■ **ABOUT THIS TASK**
Give back exactly the lines of the data below, starting with the line that has "Rules: pick out every instance of the orange" and going on through the line that has "point(368, 0)".

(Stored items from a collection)
Segment Open

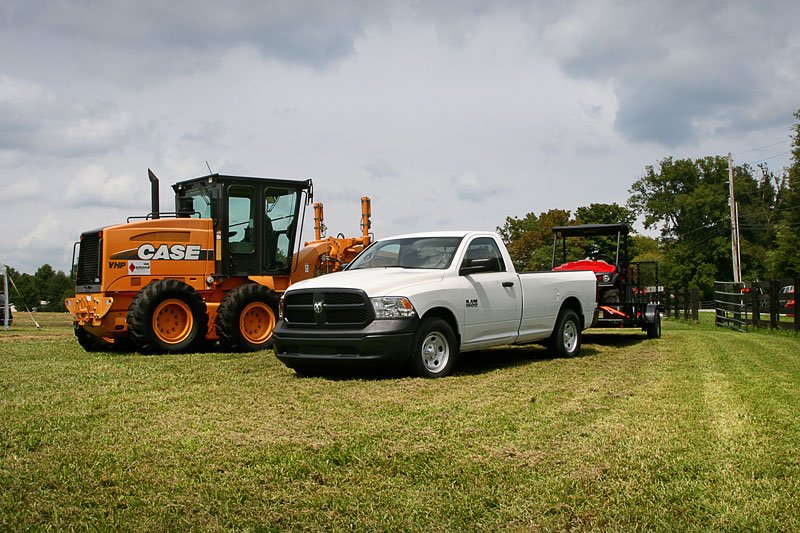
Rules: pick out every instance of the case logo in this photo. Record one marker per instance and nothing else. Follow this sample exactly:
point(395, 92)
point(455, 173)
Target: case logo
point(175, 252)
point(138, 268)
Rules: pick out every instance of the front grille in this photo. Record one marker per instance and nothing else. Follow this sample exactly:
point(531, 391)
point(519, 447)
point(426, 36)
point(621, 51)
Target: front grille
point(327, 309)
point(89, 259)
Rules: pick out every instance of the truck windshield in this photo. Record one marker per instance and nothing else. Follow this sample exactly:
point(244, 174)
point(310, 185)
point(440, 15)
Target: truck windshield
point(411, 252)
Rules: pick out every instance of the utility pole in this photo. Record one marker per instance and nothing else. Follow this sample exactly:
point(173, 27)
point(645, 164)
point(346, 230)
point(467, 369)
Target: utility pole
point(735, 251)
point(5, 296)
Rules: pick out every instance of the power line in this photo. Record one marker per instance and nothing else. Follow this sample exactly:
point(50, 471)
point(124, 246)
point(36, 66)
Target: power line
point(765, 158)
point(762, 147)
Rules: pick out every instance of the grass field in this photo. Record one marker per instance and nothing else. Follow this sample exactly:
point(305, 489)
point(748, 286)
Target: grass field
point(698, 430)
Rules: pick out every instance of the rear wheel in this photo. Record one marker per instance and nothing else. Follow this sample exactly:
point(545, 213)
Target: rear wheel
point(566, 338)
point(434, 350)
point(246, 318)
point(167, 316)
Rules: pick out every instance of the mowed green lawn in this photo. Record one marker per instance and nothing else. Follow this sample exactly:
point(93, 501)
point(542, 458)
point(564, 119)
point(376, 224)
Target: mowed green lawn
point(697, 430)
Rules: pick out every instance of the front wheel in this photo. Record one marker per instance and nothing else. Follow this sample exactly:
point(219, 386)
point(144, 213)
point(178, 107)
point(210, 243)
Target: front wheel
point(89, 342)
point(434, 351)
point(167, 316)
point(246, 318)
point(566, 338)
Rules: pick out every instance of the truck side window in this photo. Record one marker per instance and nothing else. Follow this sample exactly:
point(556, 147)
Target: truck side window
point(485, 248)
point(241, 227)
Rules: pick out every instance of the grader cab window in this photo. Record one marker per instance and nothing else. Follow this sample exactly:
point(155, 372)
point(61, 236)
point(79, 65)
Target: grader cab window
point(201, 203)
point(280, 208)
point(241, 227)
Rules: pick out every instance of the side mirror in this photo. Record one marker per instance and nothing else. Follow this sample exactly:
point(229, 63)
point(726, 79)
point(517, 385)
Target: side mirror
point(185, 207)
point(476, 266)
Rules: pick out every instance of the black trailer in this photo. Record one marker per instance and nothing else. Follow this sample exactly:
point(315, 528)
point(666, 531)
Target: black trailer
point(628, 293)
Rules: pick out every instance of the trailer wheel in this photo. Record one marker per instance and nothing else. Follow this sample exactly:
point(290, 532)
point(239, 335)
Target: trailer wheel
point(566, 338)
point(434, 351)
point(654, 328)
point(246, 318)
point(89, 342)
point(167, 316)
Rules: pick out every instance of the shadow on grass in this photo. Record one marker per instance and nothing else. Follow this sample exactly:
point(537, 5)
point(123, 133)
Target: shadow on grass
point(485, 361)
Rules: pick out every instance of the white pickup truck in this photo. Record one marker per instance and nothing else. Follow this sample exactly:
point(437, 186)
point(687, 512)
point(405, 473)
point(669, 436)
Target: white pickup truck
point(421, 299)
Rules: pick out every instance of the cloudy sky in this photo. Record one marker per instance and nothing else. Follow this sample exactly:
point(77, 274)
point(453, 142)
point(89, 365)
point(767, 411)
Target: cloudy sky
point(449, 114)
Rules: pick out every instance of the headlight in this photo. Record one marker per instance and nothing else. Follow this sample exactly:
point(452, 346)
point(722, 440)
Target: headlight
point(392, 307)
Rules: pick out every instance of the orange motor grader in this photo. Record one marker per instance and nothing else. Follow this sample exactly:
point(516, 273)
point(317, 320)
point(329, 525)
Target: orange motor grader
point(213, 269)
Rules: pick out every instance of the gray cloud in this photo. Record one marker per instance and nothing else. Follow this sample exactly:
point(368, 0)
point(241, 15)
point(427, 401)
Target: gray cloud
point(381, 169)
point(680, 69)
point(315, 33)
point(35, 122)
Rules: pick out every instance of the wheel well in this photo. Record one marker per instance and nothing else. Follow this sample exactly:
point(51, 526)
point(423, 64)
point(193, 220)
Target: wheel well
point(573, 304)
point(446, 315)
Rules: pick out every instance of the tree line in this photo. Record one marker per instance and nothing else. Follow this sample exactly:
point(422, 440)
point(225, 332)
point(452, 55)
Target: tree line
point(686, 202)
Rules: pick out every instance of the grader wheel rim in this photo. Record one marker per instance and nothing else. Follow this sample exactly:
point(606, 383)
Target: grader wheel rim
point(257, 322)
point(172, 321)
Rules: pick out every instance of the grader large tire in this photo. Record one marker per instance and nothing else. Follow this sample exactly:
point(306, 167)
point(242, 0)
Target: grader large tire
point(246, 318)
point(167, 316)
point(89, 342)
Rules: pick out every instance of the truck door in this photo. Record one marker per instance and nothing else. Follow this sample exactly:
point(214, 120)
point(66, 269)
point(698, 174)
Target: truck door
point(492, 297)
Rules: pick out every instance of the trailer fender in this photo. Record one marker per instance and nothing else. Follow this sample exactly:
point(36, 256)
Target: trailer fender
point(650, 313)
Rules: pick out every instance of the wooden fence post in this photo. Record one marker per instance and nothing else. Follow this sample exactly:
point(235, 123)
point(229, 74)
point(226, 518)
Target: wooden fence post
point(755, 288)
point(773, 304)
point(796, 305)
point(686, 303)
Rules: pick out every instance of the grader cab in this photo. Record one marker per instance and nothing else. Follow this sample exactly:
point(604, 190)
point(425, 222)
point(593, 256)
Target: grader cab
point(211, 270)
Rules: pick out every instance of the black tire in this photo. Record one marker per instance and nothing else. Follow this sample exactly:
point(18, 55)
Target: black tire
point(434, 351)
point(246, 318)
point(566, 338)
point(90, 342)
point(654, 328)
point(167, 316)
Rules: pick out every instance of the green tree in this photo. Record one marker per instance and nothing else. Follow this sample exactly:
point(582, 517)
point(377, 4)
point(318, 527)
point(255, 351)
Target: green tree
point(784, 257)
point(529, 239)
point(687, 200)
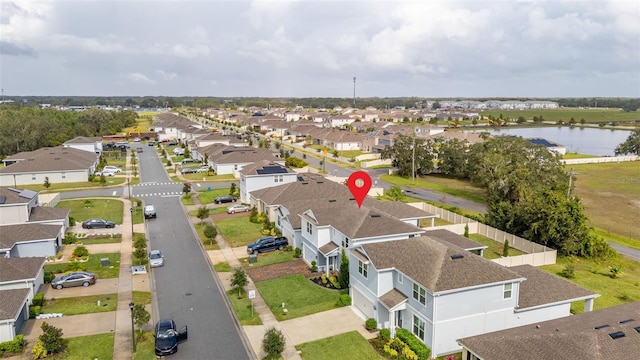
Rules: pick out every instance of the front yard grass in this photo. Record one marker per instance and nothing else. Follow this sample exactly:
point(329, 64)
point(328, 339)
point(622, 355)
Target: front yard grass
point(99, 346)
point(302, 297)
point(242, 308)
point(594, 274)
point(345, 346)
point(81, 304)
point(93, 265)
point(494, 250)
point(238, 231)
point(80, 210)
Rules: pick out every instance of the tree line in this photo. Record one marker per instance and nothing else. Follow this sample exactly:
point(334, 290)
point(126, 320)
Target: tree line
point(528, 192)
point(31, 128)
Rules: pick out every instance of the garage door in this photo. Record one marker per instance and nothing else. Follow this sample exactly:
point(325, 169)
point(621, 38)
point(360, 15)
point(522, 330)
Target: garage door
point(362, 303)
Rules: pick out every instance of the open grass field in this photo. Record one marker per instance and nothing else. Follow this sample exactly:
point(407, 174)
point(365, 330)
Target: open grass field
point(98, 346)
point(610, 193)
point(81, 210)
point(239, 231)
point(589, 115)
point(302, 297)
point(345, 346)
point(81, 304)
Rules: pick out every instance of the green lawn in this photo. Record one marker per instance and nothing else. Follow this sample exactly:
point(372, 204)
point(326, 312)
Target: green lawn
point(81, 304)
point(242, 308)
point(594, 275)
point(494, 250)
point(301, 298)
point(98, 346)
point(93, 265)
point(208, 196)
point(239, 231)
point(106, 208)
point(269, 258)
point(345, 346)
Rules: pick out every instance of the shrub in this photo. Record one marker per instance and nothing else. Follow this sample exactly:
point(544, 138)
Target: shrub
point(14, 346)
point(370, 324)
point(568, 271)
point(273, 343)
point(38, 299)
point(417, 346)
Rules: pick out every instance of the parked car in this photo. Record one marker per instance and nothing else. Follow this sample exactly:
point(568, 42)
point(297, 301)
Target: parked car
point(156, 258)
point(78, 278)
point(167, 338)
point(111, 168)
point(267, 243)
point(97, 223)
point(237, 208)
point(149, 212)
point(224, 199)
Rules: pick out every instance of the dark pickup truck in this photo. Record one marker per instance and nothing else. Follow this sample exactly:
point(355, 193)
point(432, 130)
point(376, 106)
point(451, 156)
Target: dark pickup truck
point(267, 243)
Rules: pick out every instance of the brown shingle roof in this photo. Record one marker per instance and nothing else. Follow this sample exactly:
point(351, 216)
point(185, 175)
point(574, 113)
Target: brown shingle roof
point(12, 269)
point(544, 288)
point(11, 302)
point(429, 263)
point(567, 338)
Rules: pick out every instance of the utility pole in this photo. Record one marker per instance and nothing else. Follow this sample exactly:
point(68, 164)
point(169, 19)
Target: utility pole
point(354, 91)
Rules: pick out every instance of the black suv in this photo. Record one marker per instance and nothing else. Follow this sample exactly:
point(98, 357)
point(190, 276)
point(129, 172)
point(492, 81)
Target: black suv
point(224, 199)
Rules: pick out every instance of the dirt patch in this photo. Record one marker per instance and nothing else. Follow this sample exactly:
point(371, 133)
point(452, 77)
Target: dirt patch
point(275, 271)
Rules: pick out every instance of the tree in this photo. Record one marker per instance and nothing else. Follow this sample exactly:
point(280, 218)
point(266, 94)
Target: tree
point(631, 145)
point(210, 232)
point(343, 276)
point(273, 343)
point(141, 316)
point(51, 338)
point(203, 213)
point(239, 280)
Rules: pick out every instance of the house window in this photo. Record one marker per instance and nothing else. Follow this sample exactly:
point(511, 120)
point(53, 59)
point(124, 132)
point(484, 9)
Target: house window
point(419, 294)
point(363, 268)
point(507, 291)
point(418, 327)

Segment Closed

■ **YOUR SOLUTION**
Rules: pick out every instance of the orange motor grader in this photo. Record one marker per instance and nothing else. Follow this sample exactly:
point(516, 273)
point(317, 320)
point(329, 525)
Target: orange motor grader
point(213, 269)
Rules: pick out every instance of the gray cloud in this photo. Record one marker per instance and nothing else. Follow this sample exactly:
point(368, 0)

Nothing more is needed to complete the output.